Study text:
★ ★ ★ ★ ★
C2 is a D3-inspired data visualization library for Clojure and ClojureScript. Map data directly to DOM-elements on the client-side or Hiccup vectors on the server-side and leverage the existing power of HTML, SVG, CSS, and the web ecosystem to construct bespoke data visualizations. For examples, see the official site.

EVERYTHING IS ALPHA

ClojureScript is new. This library is newer. We have no idea what's going on, and we're going to break a lot of stuff figuring it out.

Play around

See vrepl/README.markdown for instructions on using the built-in examples+interactive-development server (Clojure-only).

There's also a two minute screencast, and a longer overview/tutorial video on the library.

To use from Clojure/ClojureScript add this to your project.clj:

[com.keminglabs/c2 "0.1.0-beta2"]

Because the complex classpath setup, Leiningen 2.0.0 is required. For ClojureScript development, I highly recommend using lein-cljsbuild.

Differences from D3

Language

D3 is written in JavaScript and C2 is written in Clojure. Clojure is a richer language than JavaScript, with features like destructuring, lazy evaluation, namespaces, and macros that JavaScript does not provide. Since Clojure runs on the Java Virtual Machine, it's possible to work with much larger data sets than JavaScript can handle, directly access datastores, and perform advanced computations (in parallel).
★ ★ ★ ★ ★
Task instructions: Return the whole C2 library overview word for word. The data that comes next has no connection to the C2 library overview.
★ ★ ★ ★ ★
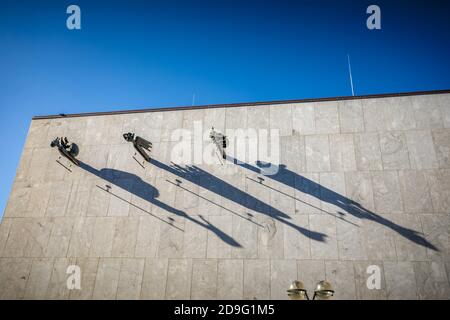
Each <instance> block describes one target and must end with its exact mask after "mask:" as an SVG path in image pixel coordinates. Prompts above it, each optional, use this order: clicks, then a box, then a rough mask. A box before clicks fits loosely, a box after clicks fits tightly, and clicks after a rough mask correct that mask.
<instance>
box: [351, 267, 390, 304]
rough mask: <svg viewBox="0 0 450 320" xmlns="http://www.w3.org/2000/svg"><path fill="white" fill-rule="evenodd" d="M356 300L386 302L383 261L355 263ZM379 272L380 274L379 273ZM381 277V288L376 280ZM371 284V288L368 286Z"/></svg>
mask: <svg viewBox="0 0 450 320" xmlns="http://www.w3.org/2000/svg"><path fill="white" fill-rule="evenodd" d="M353 267H354V269H355V284H356V298H357V299H360V300H385V299H386V279H385V276H384V268H383V262H382V261H355V262H353ZM378 272H379V273H378ZM378 274H379V276H380V279H379V285H380V286H379V287H376V285H377V283H376V280H375V278H376V277H377V276H378ZM368 284H370V287H369V286H368Z"/></svg>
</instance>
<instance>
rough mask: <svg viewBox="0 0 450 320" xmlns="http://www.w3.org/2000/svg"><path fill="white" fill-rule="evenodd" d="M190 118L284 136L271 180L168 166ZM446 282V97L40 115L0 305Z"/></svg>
mask: <svg viewBox="0 0 450 320" xmlns="http://www.w3.org/2000/svg"><path fill="white" fill-rule="evenodd" d="M194 121H202V123H203V126H204V129H205V130H206V131H209V128H210V127H211V126H214V127H215V128H216V129H217V130H225V129H229V128H256V129H261V128H266V129H269V128H273V129H279V130H280V135H281V138H280V150H281V164H282V166H281V169H280V171H279V173H278V174H277V175H275V176H262V175H260V174H258V172H255V170H254V169H255V167H254V164H250V165H238V164H233V163H230V162H228V163H227V164H225V165H223V166H222V165H220V164H194V165H191V166H187V167H186V166H184V165H181V166H177V165H175V164H173V163H171V157H170V154H171V150H172V148H173V147H174V146H175V145H176V143H177V142H176V140H175V138H174V137H173V136H172V135H171V134H172V131H173V130H174V129H179V128H185V129H188V130H189V129H192V128H193V125H194ZM128 131H132V132H136V134H138V135H140V136H142V137H144V138H147V139H148V140H150V141H151V142H152V143H153V151H152V157H153V161H152V163H148V164H145V165H144V167H142V166H141V165H140V164H139V163H137V162H136V161H135V160H134V159H133V155H134V149H133V147H132V145H131V144H129V143H127V142H126V141H125V140H124V139H123V138H122V133H124V132H128ZM57 136H67V137H68V138H69V139H70V140H72V141H74V142H76V143H77V144H78V145H79V147H80V154H79V156H78V159H79V160H81V161H82V162H83V165H82V166H81V167H74V166H72V167H68V163H67V160H66V159H64V158H61V159H58V157H59V154H58V151H57V150H56V149H52V148H51V147H50V141H51V140H52V139H54V138H55V137H57ZM208 144H209V142H207V141H205V142H204V146H205V147H206V146H207V145H208ZM56 160H59V161H60V162H61V163H63V164H65V165H66V166H67V168H64V167H63V166H62V165H60V164H59V163H58V162H56ZM68 169H69V170H70V171H69V170H68ZM69 265H78V266H79V267H80V268H81V290H69V289H67V285H66V281H67V277H68V276H69V275H68V274H66V269H67V267H68V266H69ZM371 265H376V266H378V267H379V268H380V271H381V288H380V289H379V290H377V289H375V290H370V289H368V288H367V285H366V281H367V278H368V276H369V274H367V267H368V266H371ZM449 278H450V94H436V95H424V96H408V97H397V98H376V99H365V100H351V101H340V102H323V103H322V102H320V103H319V102H318V103H301V104H285V105H274V106H250V107H235V108H221V109H209V110H208V109H205V110H185V111H167V112H153V113H144V114H125V115H109V116H95V117H80V118H64V119H52V120H34V121H32V123H31V127H30V131H29V134H28V138H27V141H26V144H25V148H24V150H23V154H22V157H21V161H20V164H19V167H18V170H17V174H16V178H15V182H14V186H13V189H12V192H11V195H10V198H9V202H8V205H7V208H6V211H5V214H4V217H3V220H2V223H1V225H0V298H2V299H216V298H217V299H286V298H287V296H286V289H287V288H288V286H289V284H290V283H291V281H293V280H296V279H298V280H301V281H303V282H304V283H305V285H306V286H307V288H308V289H309V290H312V289H313V287H314V284H315V283H316V282H317V281H318V280H322V279H324V280H327V281H329V282H331V283H332V285H333V286H334V288H335V290H336V295H335V298H336V299H449V298H450V282H449Z"/></svg>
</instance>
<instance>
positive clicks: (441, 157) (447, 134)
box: [431, 130, 450, 169]
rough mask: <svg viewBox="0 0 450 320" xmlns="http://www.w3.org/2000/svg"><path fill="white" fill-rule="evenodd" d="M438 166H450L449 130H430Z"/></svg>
mask: <svg viewBox="0 0 450 320" xmlns="http://www.w3.org/2000/svg"><path fill="white" fill-rule="evenodd" d="M431 134H432V136H433V142H434V150H435V151H436V157H437V161H438V164H439V168H442V169H445V168H450V130H434V131H432V133H431Z"/></svg>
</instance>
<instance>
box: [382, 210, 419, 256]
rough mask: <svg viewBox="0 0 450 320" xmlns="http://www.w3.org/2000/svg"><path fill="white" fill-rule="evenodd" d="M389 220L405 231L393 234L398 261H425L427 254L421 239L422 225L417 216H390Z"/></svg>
mask: <svg viewBox="0 0 450 320" xmlns="http://www.w3.org/2000/svg"><path fill="white" fill-rule="evenodd" d="M390 220H391V221H392V222H394V223H396V224H397V225H398V226H400V227H401V228H402V229H403V228H405V229H407V230H406V231H402V230H400V231H399V232H396V233H395V247H396V251H397V258H398V260H399V261H426V260H428V258H427V252H426V247H425V245H424V242H423V240H422V239H421V238H422V235H423V231H422V224H421V222H420V218H419V216H417V215H412V214H399V215H391V216H390Z"/></svg>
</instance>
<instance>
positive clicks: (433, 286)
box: [413, 262, 450, 300]
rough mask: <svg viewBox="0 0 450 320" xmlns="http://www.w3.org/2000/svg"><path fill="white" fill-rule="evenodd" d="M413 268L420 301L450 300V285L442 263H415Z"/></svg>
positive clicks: (441, 262) (422, 262)
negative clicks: (422, 300)
mask: <svg viewBox="0 0 450 320" xmlns="http://www.w3.org/2000/svg"><path fill="white" fill-rule="evenodd" d="M413 266H414V273H415V275H416V282H417V295H418V298H419V299H421V300H424V299H433V300H448V299H450V284H449V282H448V278H447V274H446V271H445V265H444V264H443V263H442V262H413Z"/></svg>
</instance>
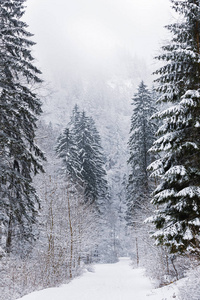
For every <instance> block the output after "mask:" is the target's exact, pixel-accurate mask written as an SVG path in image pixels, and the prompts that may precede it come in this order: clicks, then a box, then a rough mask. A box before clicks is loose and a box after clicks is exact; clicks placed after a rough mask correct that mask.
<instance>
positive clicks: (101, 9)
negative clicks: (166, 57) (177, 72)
mask: <svg viewBox="0 0 200 300" xmlns="http://www.w3.org/2000/svg"><path fill="white" fill-rule="evenodd" d="M25 20H26V22H27V24H28V25H29V30H30V32H31V33H33V34H34V41H35V42H37V46H35V47H34V52H33V54H34V56H35V57H36V59H37V61H38V64H39V66H40V68H41V70H42V72H43V73H44V76H46V77H47V78H48V79H50V80H52V78H54V80H55V78H58V80H59V78H61V77H65V76H69V74H71V75H72V74H75V73H76V72H77V73H79V74H81V75H82V76H84V74H87V73H92V74H94V73H95V72H107V71H108V70H109V69H113V68H114V67H116V66H117V65H119V64H120V55H121V56H124V55H131V56H133V57H135V56H136V57H138V58H141V59H144V60H145V61H146V63H147V65H152V64H153V57H154V56H155V54H156V53H157V52H156V51H158V49H159V48H160V46H161V45H162V42H163V40H164V39H165V35H166V30H164V29H163V26H164V25H166V24H169V22H171V10H170V1H169V0H28V1H27V9H26V15H25Z"/></svg>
★ ★ ★ ★ ★
Output of the task:
C2 is a D3-inspired data visualization library for Clojure and ClojureScript. Map data directly to DOM-elements on the client-side or Hiccup vectors on the server-side and leverage the existing power of HTML, SVG, CSS, and the web ecosystem to construct bespoke data visualizations. For examples, see the official site.

EVERYTHING IS ALPHA

ClojureScript is new. This library is newer. We have no idea what's going on, and we're going to break a lot of stuff figuring it out.

Play around

See vrepl/README.markdown for instructions on using the built-in examples+interactive-development server (Clojure-only).

There's also a two minute screencast, and a longer overview/tutorial video on the library.

To use from Clojure/ClojureScript add this to your project.clj:

[com.keminglabs/c2 "0.1.0-beta2"]

Because the complex classpath setup, Leiningen 2.0.0 is required. For ClojureScript development, I highly recommend using lein-cljsbuild.

Differences from D3

Language

D3 is written in JavaScript and C2 is written in Clojure. Clojure is a richer language than JavaScript, with features like destructuring, lazy evaluation, namespaces, and macros that JavaScript does not provide. Since Clojure runs on the Java Virtual Machine, it's possible to work with much larger data sets than JavaScript can handle, directly access datastores, and perform advanced computations (in parallel).